From the rows below, output everything from the line containing "Pick out the flat" down to the line containing "x=345, y=287", both included, as a Markdown table with the columns Number and Line. Skip blank lines.
• • • • •
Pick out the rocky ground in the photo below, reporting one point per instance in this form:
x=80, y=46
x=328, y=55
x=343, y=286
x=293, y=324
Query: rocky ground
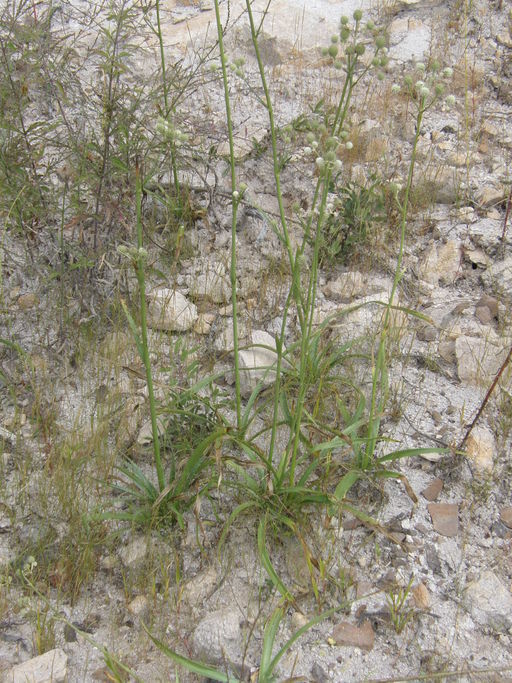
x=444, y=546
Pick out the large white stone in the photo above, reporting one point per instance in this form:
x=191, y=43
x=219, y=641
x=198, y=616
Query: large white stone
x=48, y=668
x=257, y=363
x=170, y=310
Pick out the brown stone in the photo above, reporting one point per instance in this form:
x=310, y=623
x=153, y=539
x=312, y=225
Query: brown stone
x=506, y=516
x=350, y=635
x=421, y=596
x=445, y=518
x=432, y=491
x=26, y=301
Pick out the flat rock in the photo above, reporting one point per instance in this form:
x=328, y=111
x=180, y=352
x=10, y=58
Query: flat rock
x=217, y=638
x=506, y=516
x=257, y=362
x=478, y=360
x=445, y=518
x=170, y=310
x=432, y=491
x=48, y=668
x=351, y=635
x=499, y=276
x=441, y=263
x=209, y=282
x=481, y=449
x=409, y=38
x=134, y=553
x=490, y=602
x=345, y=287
• • • • •
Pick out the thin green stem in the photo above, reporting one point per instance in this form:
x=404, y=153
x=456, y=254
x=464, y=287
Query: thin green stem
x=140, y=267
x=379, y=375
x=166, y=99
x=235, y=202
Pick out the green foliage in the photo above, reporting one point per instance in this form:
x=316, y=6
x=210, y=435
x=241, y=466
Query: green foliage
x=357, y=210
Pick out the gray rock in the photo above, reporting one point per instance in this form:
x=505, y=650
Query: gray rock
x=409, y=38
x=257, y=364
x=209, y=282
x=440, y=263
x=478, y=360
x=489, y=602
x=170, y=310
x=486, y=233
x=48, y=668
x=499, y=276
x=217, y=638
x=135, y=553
• • • • •
> THE RESULT
| Number | Line |
|---|---|
| 1 | Pick out the flat rock in the photo above, reporting one point per instance in this form: |
| 2 | x=328, y=111 |
| 3 | x=180, y=352 |
| 4 | x=10, y=58 |
| 5 | Query: flat rock |
| 6 | x=217, y=638 |
| 7 | x=506, y=516 |
| 8 | x=257, y=362 |
| 9 | x=478, y=360 |
| 10 | x=445, y=518 |
| 11 | x=170, y=310 |
| 12 | x=432, y=491 |
| 13 | x=48, y=668 |
| 14 | x=351, y=635 |
| 15 | x=499, y=276 |
| 16 | x=441, y=263 |
| 17 | x=209, y=282 |
| 18 | x=481, y=449 |
| 19 | x=409, y=38 |
| 20 | x=134, y=553 |
| 21 | x=490, y=602 |
| 22 | x=345, y=287 |